-- START OF Record excerpts --

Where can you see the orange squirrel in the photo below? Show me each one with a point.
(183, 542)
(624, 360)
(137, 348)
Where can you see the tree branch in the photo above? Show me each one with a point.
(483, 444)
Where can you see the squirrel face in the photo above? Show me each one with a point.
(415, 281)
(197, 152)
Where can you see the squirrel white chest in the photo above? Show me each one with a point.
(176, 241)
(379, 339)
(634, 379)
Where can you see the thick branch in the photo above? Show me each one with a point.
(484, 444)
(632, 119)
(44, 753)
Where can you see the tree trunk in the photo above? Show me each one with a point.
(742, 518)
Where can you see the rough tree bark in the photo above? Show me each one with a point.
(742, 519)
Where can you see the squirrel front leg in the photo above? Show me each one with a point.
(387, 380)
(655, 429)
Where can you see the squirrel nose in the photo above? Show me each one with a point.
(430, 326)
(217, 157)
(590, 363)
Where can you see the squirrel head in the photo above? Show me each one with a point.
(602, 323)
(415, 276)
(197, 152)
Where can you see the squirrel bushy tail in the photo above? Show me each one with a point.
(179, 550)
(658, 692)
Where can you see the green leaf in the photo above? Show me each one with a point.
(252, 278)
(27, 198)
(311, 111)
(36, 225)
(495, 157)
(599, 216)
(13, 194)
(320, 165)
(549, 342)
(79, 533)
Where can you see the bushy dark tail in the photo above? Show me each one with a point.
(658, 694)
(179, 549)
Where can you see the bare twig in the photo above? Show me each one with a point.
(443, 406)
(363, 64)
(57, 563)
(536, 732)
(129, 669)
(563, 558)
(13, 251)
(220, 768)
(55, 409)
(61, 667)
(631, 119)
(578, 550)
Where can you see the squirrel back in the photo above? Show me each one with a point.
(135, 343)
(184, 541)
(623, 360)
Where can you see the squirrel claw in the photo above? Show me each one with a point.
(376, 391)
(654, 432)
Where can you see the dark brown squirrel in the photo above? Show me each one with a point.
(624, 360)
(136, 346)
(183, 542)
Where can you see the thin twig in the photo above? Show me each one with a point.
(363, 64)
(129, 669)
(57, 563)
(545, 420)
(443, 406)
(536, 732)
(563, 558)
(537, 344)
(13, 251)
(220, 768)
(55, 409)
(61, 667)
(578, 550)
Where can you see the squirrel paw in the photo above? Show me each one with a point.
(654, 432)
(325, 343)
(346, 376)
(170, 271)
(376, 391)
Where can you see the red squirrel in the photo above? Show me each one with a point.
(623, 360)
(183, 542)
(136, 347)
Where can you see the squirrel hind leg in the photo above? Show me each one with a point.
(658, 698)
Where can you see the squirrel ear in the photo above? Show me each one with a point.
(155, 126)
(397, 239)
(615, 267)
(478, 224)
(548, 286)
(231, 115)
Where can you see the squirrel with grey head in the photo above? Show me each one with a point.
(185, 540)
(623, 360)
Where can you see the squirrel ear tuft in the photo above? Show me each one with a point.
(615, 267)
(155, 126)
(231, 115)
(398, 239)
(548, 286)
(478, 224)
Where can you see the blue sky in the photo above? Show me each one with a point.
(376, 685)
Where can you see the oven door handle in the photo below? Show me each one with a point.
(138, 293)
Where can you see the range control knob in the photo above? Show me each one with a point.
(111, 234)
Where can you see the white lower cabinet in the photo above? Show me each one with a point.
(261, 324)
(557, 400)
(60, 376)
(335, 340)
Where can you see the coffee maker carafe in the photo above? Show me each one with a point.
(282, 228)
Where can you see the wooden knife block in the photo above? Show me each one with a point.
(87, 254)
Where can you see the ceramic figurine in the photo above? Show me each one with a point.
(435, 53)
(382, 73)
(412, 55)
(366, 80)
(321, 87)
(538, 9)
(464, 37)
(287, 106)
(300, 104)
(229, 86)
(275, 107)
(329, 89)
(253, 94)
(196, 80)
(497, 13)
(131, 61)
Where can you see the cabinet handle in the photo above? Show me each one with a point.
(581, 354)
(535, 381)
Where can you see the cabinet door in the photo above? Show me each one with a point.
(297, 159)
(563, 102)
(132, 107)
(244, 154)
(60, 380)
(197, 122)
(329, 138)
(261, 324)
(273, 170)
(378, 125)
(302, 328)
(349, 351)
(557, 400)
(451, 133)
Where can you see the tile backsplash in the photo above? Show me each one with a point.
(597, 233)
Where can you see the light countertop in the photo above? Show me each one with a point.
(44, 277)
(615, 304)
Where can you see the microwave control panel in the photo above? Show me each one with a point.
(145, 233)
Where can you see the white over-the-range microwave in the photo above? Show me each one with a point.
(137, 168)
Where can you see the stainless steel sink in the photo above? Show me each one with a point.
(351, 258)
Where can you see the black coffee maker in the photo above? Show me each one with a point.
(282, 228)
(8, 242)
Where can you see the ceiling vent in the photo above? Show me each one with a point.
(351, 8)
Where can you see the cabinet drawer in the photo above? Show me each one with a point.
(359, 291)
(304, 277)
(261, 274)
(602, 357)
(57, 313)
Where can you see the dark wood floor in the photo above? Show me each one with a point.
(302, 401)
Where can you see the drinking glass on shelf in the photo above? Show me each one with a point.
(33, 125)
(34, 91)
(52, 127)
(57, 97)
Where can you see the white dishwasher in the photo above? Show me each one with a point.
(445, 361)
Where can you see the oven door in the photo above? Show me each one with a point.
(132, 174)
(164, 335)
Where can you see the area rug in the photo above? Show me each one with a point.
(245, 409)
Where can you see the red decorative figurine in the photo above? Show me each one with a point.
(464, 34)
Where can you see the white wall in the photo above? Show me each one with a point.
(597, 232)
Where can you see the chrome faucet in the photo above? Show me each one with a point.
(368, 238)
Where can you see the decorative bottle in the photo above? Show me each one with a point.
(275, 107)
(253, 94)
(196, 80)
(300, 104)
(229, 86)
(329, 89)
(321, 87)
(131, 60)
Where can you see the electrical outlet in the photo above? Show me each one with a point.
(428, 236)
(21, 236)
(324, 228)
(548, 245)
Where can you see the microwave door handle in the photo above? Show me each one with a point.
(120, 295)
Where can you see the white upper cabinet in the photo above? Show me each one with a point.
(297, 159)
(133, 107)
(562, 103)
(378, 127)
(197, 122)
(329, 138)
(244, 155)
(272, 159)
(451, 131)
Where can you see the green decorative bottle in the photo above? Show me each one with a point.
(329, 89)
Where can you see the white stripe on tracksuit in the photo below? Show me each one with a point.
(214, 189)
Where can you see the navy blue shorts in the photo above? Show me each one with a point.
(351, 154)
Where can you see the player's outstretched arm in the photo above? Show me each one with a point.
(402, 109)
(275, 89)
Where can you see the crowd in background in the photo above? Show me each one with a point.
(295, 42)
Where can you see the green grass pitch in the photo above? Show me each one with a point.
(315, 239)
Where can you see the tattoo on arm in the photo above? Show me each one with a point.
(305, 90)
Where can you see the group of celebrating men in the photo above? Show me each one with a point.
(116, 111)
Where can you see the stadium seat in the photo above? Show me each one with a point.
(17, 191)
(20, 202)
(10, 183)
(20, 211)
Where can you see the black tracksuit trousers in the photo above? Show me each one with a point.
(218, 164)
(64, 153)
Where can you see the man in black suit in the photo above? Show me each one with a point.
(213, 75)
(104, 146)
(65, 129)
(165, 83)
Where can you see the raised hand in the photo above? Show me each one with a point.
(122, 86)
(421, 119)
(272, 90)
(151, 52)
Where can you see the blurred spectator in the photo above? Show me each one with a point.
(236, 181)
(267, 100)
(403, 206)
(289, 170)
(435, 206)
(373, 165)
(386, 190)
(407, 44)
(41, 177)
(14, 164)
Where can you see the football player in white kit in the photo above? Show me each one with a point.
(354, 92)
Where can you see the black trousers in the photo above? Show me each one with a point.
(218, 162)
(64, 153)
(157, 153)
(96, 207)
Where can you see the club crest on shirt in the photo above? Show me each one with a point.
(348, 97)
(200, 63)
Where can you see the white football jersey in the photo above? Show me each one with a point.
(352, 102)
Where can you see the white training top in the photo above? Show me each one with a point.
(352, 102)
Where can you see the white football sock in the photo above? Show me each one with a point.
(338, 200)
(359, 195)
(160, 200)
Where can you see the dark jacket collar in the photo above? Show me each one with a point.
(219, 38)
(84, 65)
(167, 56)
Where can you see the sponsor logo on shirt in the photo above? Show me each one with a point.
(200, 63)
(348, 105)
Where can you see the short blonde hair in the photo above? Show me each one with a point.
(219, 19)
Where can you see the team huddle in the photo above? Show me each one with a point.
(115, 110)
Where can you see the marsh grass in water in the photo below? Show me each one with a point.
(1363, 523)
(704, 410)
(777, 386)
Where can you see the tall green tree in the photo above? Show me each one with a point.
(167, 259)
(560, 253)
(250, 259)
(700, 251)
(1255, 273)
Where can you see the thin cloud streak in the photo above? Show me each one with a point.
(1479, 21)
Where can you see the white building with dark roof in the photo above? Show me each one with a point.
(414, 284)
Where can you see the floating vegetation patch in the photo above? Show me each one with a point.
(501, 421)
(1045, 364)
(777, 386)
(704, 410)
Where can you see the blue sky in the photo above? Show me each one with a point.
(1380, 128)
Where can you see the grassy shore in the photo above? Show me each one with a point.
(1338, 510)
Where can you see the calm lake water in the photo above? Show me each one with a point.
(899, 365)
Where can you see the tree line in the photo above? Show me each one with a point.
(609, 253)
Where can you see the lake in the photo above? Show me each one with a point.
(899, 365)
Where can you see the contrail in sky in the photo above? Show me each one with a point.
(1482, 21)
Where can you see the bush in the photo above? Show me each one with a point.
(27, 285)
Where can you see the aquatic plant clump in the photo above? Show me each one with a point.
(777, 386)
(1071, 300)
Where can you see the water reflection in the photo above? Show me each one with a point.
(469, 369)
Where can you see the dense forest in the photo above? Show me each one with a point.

-- END OF Record excerpts --

Directions:
Return exactly the lines from the line bearing "Where can you see the calm" to the end of the records, inclusive of both; include no other lines.

Correct response:
Where can you see the calm lake water in the photo above? Show me each one with a point.
(899, 365)
Where can you see the tree line in the photo above? Show me each one with a point.
(609, 253)
Where can you see the lake in the photo above? Show me each one with a point.
(899, 365)
Where can you see the contrail in sky in the photo above? Show me each one with a point.
(1482, 21)
Where can you see the bush in the photo above? Show me each one with a point.
(27, 285)
Where can you see the aquatic plant clump in the photo above? Show me each one with a point.
(777, 386)
(1071, 300)
Where can you see the water reflection in the photo above? Show me each one with a point.
(469, 369)
Where can you see the dense forest in the photo above? Show me each one with a point.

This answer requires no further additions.